# What is needed
Go through the data and report each line that holds the string "below".
- - -
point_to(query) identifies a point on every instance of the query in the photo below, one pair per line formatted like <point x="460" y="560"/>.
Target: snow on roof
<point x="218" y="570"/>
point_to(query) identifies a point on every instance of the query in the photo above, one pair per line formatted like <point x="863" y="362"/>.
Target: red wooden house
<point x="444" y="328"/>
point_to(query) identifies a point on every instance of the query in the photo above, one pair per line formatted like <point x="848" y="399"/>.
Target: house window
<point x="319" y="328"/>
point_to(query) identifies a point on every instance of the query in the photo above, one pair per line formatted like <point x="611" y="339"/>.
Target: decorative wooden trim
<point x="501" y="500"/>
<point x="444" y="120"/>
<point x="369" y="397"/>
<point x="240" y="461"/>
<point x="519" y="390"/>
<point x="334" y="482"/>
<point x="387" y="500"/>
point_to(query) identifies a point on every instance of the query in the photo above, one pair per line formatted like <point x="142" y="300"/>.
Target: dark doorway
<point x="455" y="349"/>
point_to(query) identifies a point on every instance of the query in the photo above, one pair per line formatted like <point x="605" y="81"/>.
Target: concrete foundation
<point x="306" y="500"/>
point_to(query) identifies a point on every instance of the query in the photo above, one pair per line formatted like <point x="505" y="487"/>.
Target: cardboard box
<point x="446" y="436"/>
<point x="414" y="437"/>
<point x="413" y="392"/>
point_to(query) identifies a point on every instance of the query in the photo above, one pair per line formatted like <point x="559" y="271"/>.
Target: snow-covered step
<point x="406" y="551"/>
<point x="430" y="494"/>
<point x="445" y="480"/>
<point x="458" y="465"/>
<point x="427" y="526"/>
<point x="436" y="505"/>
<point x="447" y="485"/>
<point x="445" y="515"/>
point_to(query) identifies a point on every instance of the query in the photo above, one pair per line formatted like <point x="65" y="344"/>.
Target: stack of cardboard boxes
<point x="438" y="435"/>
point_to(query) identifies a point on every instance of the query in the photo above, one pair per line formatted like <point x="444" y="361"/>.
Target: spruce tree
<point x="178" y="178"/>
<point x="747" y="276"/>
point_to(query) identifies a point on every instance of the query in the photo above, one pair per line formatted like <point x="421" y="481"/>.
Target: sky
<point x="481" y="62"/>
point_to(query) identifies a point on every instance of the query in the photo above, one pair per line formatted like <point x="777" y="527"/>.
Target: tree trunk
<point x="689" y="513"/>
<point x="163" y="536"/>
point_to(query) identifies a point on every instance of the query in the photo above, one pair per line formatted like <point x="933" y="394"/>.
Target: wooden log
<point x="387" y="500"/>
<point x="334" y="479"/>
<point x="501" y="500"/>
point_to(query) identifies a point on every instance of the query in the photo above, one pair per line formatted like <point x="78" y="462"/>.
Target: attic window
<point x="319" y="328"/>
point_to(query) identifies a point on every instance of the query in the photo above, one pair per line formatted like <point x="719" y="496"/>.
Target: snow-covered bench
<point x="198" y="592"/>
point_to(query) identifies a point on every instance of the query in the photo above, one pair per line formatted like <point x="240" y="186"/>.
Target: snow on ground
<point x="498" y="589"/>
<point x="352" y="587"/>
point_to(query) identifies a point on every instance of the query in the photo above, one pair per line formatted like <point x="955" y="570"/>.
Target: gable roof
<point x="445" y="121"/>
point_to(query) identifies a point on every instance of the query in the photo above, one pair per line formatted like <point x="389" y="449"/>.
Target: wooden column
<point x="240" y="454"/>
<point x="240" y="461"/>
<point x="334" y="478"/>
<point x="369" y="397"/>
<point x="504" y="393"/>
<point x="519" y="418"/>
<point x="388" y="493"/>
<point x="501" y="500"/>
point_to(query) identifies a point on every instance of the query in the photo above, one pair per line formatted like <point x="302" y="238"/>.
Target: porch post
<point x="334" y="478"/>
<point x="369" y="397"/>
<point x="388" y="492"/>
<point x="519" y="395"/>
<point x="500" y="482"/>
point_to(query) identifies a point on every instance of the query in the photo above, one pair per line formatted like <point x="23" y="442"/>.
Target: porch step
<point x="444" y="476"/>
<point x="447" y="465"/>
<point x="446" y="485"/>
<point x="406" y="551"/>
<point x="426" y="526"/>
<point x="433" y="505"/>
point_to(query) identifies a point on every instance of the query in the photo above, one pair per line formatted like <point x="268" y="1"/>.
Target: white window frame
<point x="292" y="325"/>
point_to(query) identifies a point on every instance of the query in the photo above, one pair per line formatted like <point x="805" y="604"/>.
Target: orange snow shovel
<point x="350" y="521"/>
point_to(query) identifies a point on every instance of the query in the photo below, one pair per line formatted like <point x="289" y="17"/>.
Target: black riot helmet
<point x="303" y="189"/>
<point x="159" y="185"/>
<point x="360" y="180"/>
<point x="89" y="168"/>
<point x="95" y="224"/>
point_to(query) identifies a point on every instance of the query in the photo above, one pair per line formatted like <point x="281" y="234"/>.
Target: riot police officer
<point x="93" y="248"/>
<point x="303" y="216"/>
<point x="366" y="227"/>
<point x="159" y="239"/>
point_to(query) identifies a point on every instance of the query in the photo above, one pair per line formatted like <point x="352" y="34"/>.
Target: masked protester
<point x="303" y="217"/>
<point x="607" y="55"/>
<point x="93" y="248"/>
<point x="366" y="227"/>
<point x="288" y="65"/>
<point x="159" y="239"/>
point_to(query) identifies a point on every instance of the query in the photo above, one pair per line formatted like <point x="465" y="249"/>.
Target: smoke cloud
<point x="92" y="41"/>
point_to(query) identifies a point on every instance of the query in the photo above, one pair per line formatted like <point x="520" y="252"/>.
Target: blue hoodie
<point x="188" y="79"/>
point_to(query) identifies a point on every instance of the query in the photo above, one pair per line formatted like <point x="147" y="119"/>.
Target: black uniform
- - -
# Reply to the task
point_to(query) identifies a point on every instance of the query in the photo below, one pair per line formatted like <point x="460" y="560"/>.
point_to(query) identifies a point on every instance of the query in the photo below, one pair per line formatted like <point x="289" y="17"/>.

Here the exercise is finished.